== Study questions ==
1. Answer these questions from the provided passage:
(a) What does the passage list as the things our hands may already be full of?
(b) Why has the writer learned to tidy regularly?
(c) What does the writer sometimes ask the husband?
2. Translate this sentence from the provided passage into Spanish: "We must give these things up, let them go, so that we can receive all of Jesus."

==== Provided passage ====

This is how we receive ‘the full life’ that Jesus promised. We cannot receive it if our hands are already full of things, full of marriage, or children, or work, or ambition, or Self.
We must give these things up, let them go, so that we can receive all of Jesus.
What does this look like?
It means I make time to pray and listen to God through his word. It means through the day I speak to him, thanking him, praising him, looking for ways to serve him. I let go of the time I want to call mine, and take God instead.
It means I ask God what he wants me to do in any situation, not deciding for myself what I should do. I let go of the controls, and take God instead.
It means I look out for the interests of others as much as my own, even preferring other people to myself – so I ask my husband what will make him happy and try to do it; I ask myself what is best for my children and do that (even if it means I have to give up my one sit-down of the afternoon in order to teach them how to share nicely); it means that I make sure I have my heart and soul in order, and get enough rest so that I am ready to serve my family again in the morning. It means, sometimes, that I ask my husband if I can go and get a coffee by myself to recharge my batteries, because I’m starting to feel irritable and stir-crazy! I let go of myself, and take God instead.
It can be painful. It feels like loss, at times. I no longer have a tight, curvy body – well, the curves are there, but in all the wrong places! But I remember that someone once gave his body for me, and that gives me courage to smile in the mirror and give thanks. I have very little time to pursue my own interests any more. I have learned to tidy regularly (though I despise the chore), because my husband feels easily stressed by clutter. Clutter doesn’t bother me, but I’ve learned I’m learning to put his interests first.

==== Data supplied ====

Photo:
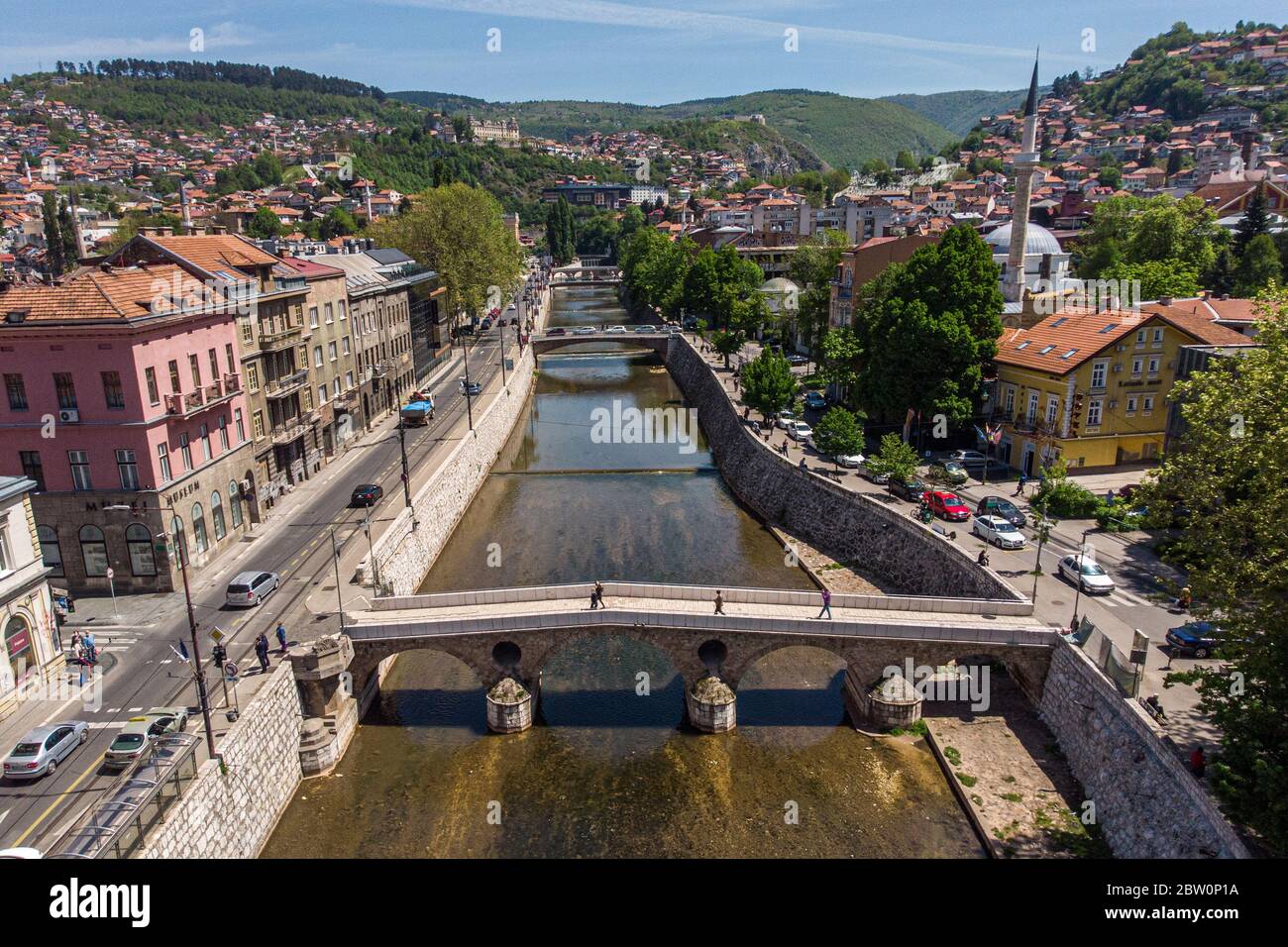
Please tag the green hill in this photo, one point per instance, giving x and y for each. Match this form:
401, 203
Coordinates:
958, 111
838, 129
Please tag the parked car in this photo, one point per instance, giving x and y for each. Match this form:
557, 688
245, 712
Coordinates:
949, 472
999, 531
910, 489
366, 495
142, 731
864, 471
42, 750
947, 505
252, 587
1004, 508
1087, 574
799, 431
1194, 638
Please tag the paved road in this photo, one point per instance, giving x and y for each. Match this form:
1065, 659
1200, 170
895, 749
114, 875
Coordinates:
146, 672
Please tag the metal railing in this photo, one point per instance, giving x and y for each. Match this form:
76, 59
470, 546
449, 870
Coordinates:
138, 801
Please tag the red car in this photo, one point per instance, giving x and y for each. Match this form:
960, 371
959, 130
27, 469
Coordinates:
947, 505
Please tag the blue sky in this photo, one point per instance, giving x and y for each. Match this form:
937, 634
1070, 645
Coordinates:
651, 52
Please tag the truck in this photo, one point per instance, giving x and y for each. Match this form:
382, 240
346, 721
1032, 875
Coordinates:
417, 410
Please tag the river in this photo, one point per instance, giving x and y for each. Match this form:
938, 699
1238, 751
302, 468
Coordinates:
609, 771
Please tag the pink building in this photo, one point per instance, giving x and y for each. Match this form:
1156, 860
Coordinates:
123, 386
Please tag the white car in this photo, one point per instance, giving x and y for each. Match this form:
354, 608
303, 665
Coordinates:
799, 431
1087, 574
1001, 532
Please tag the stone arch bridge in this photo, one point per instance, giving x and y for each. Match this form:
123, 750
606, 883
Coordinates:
510, 633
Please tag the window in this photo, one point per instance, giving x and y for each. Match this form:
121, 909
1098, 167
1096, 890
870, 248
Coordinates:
31, 468
235, 502
112, 392
17, 392
138, 543
163, 462
93, 552
198, 528
51, 554
217, 515
1098, 373
128, 467
65, 389
80, 470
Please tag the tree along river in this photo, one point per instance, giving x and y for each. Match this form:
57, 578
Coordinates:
609, 771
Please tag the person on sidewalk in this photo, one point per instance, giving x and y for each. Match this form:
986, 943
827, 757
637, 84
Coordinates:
827, 604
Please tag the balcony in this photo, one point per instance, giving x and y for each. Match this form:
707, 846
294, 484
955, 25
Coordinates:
287, 384
281, 338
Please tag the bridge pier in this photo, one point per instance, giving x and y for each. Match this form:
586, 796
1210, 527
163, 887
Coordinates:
711, 705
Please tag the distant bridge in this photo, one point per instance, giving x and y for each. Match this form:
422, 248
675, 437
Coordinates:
510, 633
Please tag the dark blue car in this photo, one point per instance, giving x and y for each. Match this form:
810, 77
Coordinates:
1194, 638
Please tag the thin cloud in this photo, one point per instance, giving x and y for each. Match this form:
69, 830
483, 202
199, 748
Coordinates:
608, 13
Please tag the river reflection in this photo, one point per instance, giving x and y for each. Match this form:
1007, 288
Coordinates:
609, 770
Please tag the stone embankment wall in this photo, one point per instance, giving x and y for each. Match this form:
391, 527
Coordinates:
406, 556
851, 527
1145, 800
231, 814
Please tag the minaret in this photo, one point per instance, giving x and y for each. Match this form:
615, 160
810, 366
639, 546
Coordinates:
1025, 163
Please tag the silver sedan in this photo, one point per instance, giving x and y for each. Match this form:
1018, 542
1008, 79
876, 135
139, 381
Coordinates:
43, 749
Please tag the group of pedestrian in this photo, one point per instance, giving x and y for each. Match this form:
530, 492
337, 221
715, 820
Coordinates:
84, 651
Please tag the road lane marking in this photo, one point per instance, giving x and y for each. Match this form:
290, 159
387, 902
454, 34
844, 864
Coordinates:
58, 799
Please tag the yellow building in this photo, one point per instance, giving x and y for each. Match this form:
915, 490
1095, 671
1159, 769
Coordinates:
1091, 386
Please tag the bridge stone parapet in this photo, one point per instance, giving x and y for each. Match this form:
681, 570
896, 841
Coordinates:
850, 526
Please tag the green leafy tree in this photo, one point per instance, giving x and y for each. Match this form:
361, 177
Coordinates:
1229, 471
838, 432
458, 231
1258, 266
768, 382
896, 459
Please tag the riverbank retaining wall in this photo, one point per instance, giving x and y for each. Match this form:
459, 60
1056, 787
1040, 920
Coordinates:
231, 814
850, 526
1145, 800
406, 554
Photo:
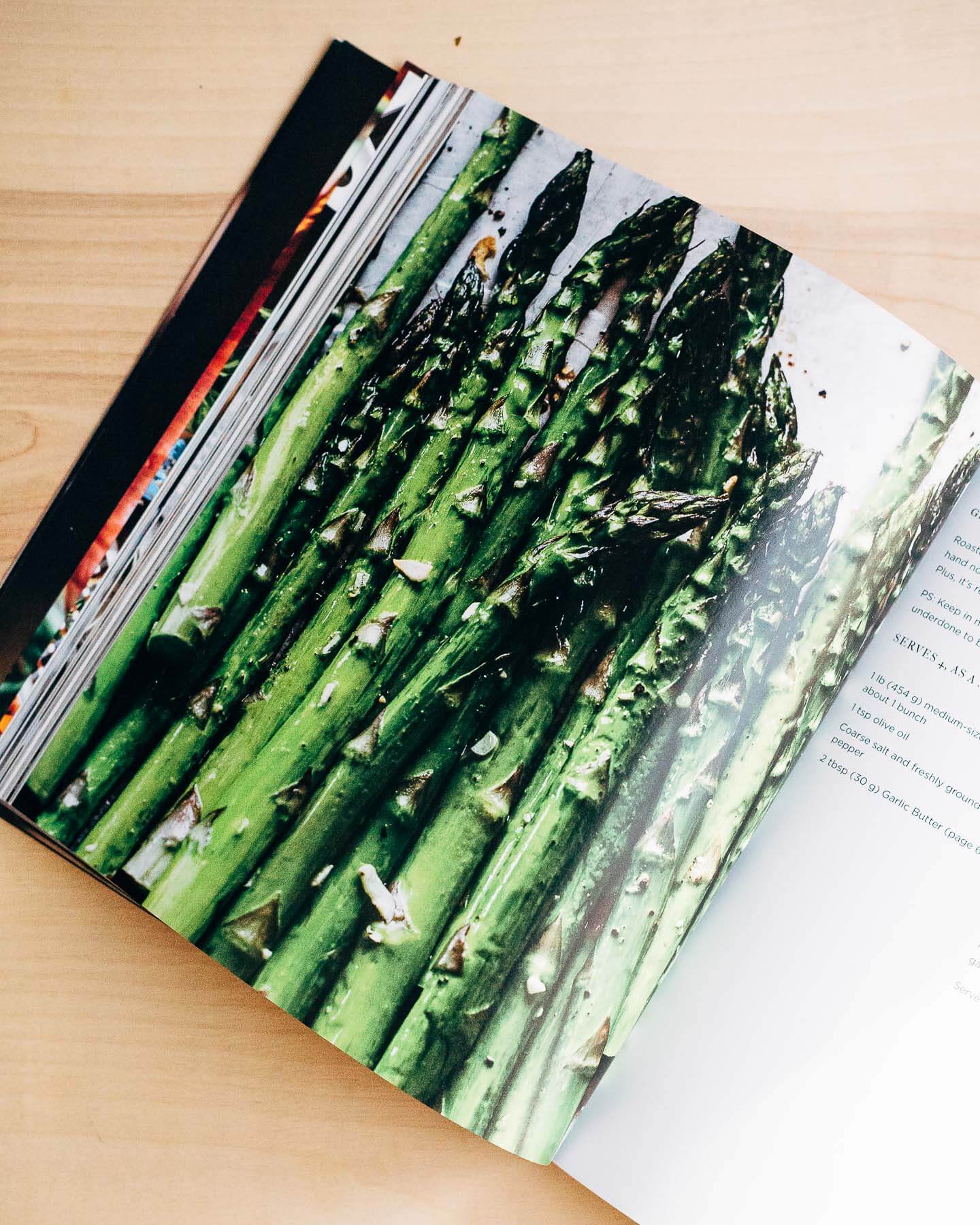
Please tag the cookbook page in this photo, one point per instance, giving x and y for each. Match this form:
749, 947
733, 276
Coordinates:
811, 1054
551, 514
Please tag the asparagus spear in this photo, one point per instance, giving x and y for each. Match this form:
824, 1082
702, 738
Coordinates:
74, 734
370, 992
557, 962
240, 528
592, 1027
544, 471
295, 759
422, 358
308, 958
545, 832
759, 300
768, 747
283, 881
551, 222
116, 753
375, 756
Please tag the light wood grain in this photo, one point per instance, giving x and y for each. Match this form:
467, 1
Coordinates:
139, 1081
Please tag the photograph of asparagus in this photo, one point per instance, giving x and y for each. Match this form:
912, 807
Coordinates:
487, 657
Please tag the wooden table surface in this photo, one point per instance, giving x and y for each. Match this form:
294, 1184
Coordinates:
137, 1079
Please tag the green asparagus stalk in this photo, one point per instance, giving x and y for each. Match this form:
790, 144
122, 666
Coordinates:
557, 1071
525, 265
375, 756
282, 882
757, 304
695, 321
74, 734
422, 359
306, 962
770, 747
544, 471
370, 992
116, 755
294, 761
240, 528
546, 832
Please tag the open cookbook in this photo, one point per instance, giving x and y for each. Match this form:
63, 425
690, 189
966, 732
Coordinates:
487, 540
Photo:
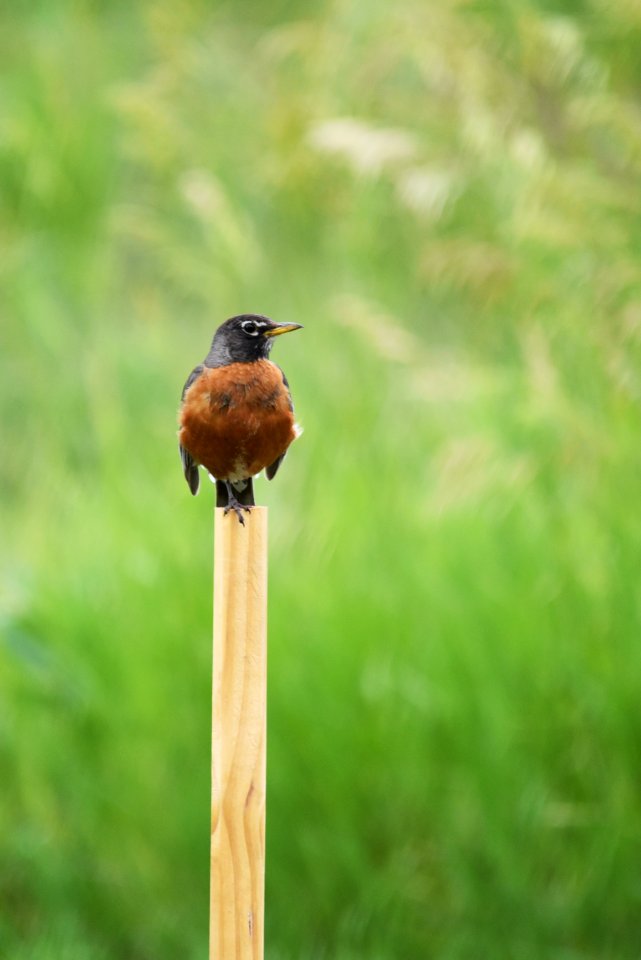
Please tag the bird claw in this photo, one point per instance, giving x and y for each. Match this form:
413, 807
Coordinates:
238, 508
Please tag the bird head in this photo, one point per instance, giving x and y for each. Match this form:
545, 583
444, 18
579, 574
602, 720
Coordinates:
245, 338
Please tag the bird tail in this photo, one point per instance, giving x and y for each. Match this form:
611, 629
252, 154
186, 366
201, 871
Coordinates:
243, 491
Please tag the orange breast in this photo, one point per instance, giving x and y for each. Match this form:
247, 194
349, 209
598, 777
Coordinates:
236, 420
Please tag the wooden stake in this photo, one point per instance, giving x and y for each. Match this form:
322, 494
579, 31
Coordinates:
236, 929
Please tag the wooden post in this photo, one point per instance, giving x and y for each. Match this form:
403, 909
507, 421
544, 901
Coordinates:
239, 730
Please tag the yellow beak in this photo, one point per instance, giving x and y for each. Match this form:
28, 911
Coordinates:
279, 328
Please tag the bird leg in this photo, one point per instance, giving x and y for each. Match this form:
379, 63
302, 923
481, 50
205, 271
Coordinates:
234, 504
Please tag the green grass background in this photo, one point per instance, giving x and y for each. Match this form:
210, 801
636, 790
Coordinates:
448, 197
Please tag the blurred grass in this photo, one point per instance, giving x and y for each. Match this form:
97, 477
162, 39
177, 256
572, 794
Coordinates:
448, 198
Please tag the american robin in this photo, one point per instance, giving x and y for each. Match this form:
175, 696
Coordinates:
236, 413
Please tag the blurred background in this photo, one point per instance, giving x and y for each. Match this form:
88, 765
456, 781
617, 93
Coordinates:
448, 197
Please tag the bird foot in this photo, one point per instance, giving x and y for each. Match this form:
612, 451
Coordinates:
238, 508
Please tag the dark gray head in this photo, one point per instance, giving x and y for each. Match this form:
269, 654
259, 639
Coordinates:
244, 339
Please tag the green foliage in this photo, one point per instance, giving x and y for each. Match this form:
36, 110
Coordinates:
447, 196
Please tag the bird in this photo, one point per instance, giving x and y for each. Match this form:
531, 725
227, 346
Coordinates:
236, 412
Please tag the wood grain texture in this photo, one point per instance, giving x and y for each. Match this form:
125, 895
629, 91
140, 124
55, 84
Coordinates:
239, 737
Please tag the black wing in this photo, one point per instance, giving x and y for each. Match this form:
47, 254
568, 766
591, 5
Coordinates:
190, 467
272, 469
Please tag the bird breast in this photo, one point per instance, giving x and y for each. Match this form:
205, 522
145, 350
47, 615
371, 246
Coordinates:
237, 419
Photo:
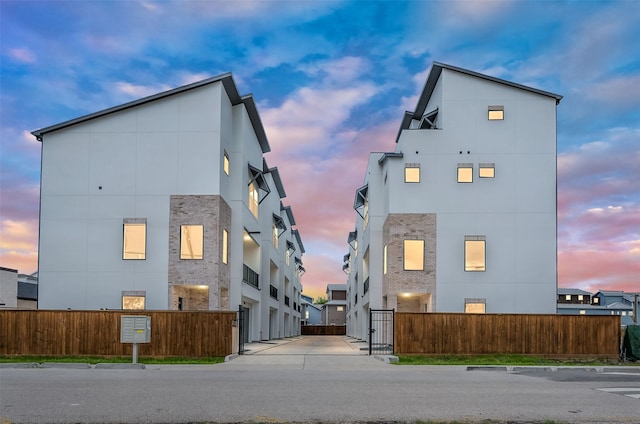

====

== Answers for each item ==
1.
(a) Things: marriage, children, work, ambition, or Self.
(b) Because the writer's husband feels easily stressed by clutter.
(c) Whether the writer can go and get a coffee alone to recharge.

2. Debemos renunciar a estas cosas, dejarlas ir, para que podamos recibir a Jesús por completo.